_WHAT IS NEEDED:_
List every line of the material below that contains the word "forearm".

---------- STORED RECORDS ----------

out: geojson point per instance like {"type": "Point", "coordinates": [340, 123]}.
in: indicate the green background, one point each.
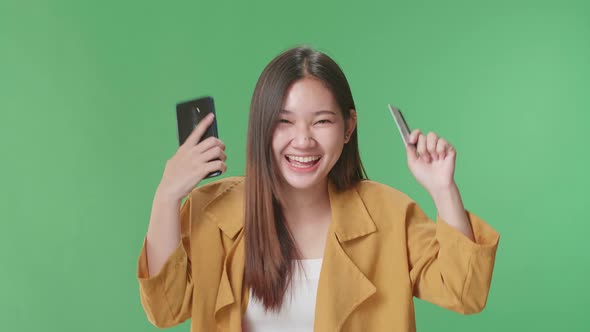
{"type": "Point", "coordinates": [87, 95]}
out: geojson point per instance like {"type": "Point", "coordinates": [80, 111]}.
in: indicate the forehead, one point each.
{"type": "Point", "coordinates": [309, 95]}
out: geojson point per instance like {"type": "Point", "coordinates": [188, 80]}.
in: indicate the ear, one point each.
{"type": "Point", "coordinates": [350, 124]}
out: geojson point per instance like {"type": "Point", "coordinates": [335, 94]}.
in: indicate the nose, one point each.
{"type": "Point", "coordinates": [303, 138]}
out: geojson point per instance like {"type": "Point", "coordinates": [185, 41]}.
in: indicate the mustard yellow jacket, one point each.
{"type": "Point", "coordinates": [381, 251]}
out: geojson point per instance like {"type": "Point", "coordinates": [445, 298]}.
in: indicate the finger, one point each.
{"type": "Point", "coordinates": [199, 130]}
{"type": "Point", "coordinates": [431, 140]}
{"type": "Point", "coordinates": [413, 138]}
{"type": "Point", "coordinates": [441, 148]}
{"type": "Point", "coordinates": [209, 143]}
{"type": "Point", "coordinates": [411, 152]}
{"type": "Point", "coordinates": [421, 148]}
{"type": "Point", "coordinates": [215, 165]}
{"type": "Point", "coordinates": [214, 153]}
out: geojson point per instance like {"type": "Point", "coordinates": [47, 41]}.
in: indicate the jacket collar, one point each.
{"type": "Point", "coordinates": [342, 285]}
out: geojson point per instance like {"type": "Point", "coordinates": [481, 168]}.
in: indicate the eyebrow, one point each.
{"type": "Point", "coordinates": [322, 112]}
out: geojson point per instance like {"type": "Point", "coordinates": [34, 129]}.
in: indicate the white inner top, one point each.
{"type": "Point", "coordinates": [298, 310]}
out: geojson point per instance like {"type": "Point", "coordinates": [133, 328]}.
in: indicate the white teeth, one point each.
{"type": "Point", "coordinates": [306, 159]}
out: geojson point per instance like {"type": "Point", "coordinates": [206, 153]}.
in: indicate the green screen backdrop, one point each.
{"type": "Point", "coordinates": [87, 97]}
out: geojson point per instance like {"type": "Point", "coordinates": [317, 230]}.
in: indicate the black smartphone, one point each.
{"type": "Point", "coordinates": [189, 114]}
{"type": "Point", "coordinates": [401, 123]}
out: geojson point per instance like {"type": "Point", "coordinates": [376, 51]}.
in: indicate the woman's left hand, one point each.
{"type": "Point", "coordinates": [431, 160]}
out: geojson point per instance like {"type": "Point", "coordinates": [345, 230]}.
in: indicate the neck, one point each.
{"type": "Point", "coordinates": [306, 205]}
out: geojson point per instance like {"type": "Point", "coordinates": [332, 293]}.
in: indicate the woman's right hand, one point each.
{"type": "Point", "coordinates": [192, 162]}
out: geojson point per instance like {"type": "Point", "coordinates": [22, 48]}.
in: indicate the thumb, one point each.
{"type": "Point", "coordinates": [411, 152]}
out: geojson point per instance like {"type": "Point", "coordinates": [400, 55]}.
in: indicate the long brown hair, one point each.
{"type": "Point", "coordinates": [269, 244]}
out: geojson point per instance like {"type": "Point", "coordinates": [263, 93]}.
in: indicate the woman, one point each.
{"type": "Point", "coordinates": [304, 241]}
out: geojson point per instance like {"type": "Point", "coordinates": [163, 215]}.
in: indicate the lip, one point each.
{"type": "Point", "coordinates": [302, 170]}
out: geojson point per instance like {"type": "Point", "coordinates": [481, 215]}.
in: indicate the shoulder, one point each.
{"type": "Point", "coordinates": [372, 191]}
{"type": "Point", "coordinates": [227, 187]}
{"type": "Point", "coordinates": [382, 201]}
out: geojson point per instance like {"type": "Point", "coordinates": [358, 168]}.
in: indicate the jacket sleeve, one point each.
{"type": "Point", "coordinates": [167, 296]}
{"type": "Point", "coordinates": [446, 267]}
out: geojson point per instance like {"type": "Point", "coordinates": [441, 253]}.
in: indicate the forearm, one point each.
{"type": "Point", "coordinates": [451, 209]}
{"type": "Point", "coordinates": [163, 235]}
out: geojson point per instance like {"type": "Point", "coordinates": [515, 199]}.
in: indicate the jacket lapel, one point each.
{"type": "Point", "coordinates": [342, 286]}
{"type": "Point", "coordinates": [229, 218]}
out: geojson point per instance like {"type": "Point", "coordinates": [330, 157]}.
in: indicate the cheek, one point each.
{"type": "Point", "coordinates": [278, 139]}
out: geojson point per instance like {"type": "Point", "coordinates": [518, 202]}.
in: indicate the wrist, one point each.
{"type": "Point", "coordinates": [165, 196]}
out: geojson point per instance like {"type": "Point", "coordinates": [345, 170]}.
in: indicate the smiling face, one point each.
{"type": "Point", "coordinates": [310, 134]}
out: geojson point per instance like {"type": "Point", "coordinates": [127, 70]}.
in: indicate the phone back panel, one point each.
{"type": "Point", "coordinates": [190, 113]}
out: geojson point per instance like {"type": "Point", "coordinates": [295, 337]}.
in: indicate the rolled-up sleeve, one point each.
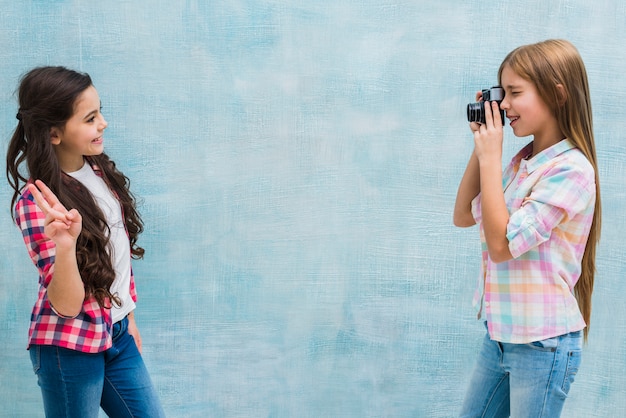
{"type": "Point", "coordinates": [559, 195]}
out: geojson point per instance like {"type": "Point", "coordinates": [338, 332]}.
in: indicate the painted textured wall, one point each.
{"type": "Point", "coordinates": [297, 163]}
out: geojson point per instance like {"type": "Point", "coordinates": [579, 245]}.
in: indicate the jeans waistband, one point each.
{"type": "Point", "coordinates": [120, 327]}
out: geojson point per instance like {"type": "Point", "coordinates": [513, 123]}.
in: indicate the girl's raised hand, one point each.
{"type": "Point", "coordinates": [61, 226]}
{"type": "Point", "coordinates": [488, 136]}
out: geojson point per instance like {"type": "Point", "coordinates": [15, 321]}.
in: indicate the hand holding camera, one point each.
{"type": "Point", "coordinates": [476, 111]}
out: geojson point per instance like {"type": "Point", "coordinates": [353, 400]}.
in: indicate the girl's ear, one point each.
{"type": "Point", "coordinates": [55, 136]}
{"type": "Point", "coordinates": [561, 94]}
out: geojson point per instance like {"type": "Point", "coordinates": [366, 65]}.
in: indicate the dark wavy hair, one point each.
{"type": "Point", "coordinates": [47, 97]}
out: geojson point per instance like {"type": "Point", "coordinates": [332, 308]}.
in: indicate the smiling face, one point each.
{"type": "Point", "coordinates": [82, 134]}
{"type": "Point", "coordinates": [526, 110]}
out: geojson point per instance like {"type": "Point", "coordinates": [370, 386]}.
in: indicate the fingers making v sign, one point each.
{"type": "Point", "coordinates": [61, 225]}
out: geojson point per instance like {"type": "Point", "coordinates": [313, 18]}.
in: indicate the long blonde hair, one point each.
{"type": "Point", "coordinates": [550, 64]}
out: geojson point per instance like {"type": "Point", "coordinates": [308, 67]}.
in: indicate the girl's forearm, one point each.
{"type": "Point", "coordinates": [468, 190]}
{"type": "Point", "coordinates": [495, 215]}
{"type": "Point", "coordinates": [66, 291]}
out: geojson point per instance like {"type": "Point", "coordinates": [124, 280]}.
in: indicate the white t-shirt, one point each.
{"type": "Point", "coordinates": [119, 243]}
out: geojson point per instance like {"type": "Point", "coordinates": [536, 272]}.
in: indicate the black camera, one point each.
{"type": "Point", "coordinates": [476, 111]}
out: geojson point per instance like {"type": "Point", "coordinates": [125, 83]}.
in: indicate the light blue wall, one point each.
{"type": "Point", "coordinates": [298, 162]}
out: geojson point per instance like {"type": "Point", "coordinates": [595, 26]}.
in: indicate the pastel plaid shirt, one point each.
{"type": "Point", "coordinates": [90, 331]}
{"type": "Point", "coordinates": [551, 206]}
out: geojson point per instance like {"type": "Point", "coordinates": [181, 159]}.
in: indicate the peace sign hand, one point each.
{"type": "Point", "coordinates": [61, 226]}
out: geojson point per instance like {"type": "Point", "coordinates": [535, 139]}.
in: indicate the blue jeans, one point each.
{"type": "Point", "coordinates": [76, 384]}
{"type": "Point", "coordinates": [523, 380]}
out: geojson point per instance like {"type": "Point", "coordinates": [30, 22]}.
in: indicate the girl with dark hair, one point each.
{"type": "Point", "coordinates": [539, 224]}
{"type": "Point", "coordinates": [80, 225]}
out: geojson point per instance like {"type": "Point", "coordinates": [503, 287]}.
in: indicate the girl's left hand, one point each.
{"type": "Point", "coordinates": [488, 136]}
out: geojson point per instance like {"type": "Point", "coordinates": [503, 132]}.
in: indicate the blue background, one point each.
{"type": "Point", "coordinates": [297, 163]}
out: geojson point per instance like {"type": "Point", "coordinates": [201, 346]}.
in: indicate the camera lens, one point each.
{"type": "Point", "coordinates": [476, 112]}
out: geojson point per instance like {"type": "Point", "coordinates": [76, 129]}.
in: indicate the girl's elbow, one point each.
{"type": "Point", "coordinates": [463, 221]}
{"type": "Point", "coordinates": [500, 255]}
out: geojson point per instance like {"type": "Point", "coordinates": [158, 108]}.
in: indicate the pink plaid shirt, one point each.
{"type": "Point", "coordinates": [90, 331]}
{"type": "Point", "coordinates": [551, 206]}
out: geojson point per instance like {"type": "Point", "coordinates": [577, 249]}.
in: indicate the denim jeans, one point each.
{"type": "Point", "coordinates": [76, 384]}
{"type": "Point", "coordinates": [523, 380]}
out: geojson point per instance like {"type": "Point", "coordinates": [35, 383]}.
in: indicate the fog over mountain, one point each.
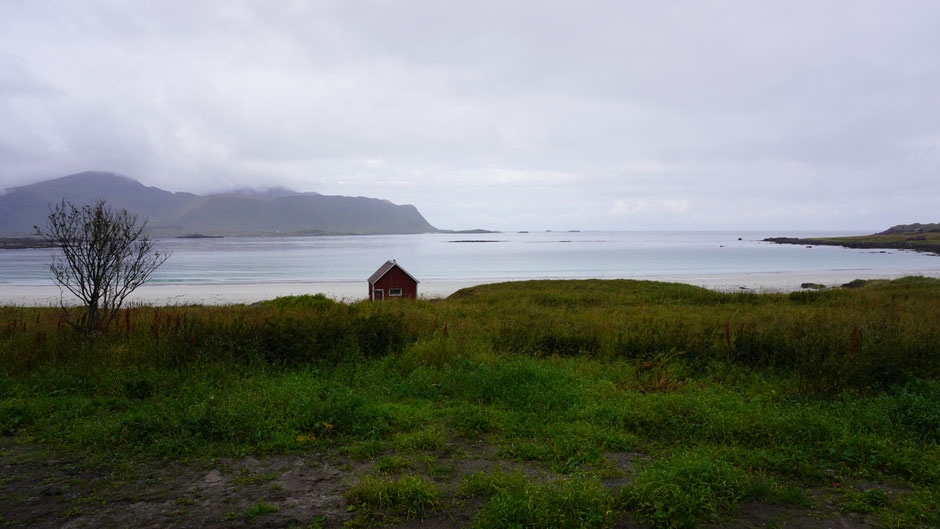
{"type": "Point", "coordinates": [271, 211]}
{"type": "Point", "coordinates": [499, 114]}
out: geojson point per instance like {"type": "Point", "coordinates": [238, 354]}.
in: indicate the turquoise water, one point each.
{"type": "Point", "coordinates": [435, 257]}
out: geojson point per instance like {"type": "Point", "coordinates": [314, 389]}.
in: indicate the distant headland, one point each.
{"type": "Point", "coordinates": [917, 237]}
{"type": "Point", "coordinates": [270, 212]}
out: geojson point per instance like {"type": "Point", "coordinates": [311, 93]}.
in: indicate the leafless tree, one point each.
{"type": "Point", "coordinates": [105, 256]}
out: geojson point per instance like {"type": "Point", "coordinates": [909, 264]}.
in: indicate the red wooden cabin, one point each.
{"type": "Point", "coordinates": [392, 281]}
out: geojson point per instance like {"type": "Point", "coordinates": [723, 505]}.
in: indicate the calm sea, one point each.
{"type": "Point", "coordinates": [498, 256]}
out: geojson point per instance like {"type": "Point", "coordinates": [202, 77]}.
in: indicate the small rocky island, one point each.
{"type": "Point", "coordinates": [22, 243]}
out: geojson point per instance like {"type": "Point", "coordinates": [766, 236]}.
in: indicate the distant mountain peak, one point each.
{"type": "Point", "coordinates": [268, 192]}
{"type": "Point", "coordinates": [244, 211]}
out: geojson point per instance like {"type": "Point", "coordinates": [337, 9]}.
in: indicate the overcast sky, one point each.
{"type": "Point", "coordinates": [496, 114]}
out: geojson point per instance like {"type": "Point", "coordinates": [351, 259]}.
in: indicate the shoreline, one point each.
{"type": "Point", "coordinates": [351, 291]}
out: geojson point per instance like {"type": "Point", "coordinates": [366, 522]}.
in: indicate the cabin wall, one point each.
{"type": "Point", "coordinates": [395, 278]}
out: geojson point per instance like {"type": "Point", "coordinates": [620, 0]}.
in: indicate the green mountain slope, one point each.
{"type": "Point", "coordinates": [177, 213]}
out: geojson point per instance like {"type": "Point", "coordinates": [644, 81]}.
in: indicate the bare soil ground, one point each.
{"type": "Point", "coordinates": [40, 488]}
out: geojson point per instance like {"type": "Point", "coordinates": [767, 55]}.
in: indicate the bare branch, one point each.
{"type": "Point", "coordinates": [105, 255]}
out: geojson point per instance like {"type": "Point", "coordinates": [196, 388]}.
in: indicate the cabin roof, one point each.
{"type": "Point", "coordinates": [384, 270]}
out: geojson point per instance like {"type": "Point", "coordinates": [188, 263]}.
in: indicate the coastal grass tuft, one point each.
{"type": "Point", "coordinates": [696, 400]}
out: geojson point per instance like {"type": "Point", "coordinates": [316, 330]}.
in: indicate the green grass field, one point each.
{"type": "Point", "coordinates": [526, 404]}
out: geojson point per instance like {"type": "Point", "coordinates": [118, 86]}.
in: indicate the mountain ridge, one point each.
{"type": "Point", "coordinates": [280, 211]}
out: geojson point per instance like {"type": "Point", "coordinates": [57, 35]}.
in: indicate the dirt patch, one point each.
{"type": "Point", "coordinates": [44, 489]}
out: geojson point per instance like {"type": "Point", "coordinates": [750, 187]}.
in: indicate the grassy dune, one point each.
{"type": "Point", "coordinates": [582, 403]}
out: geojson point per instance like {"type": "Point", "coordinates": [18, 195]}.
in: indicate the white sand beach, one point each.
{"type": "Point", "coordinates": [234, 293]}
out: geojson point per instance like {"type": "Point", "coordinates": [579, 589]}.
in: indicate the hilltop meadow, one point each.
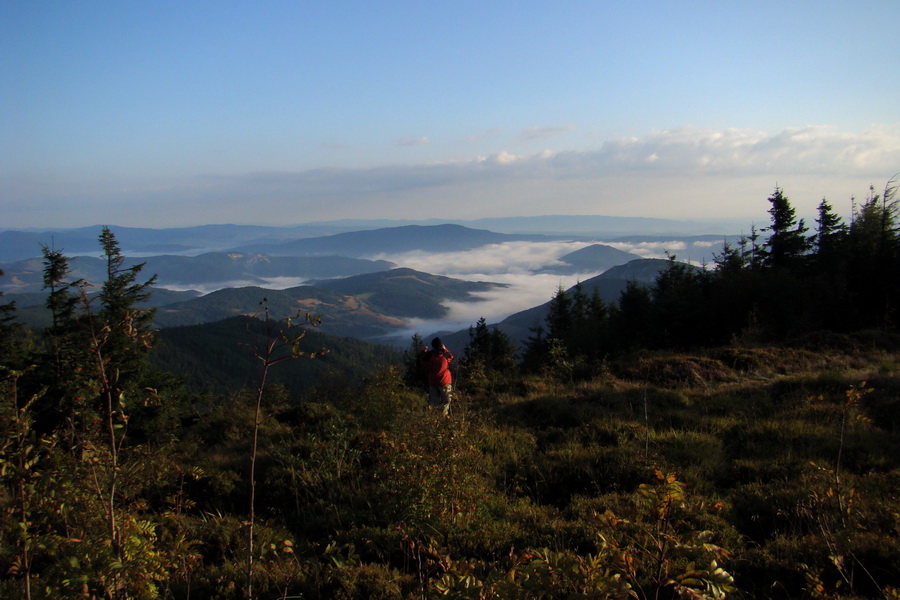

----------

_CORRECT RESULT:_
in: indicate the forearm, one point each.
in: indicate the girl's forearm, one point each.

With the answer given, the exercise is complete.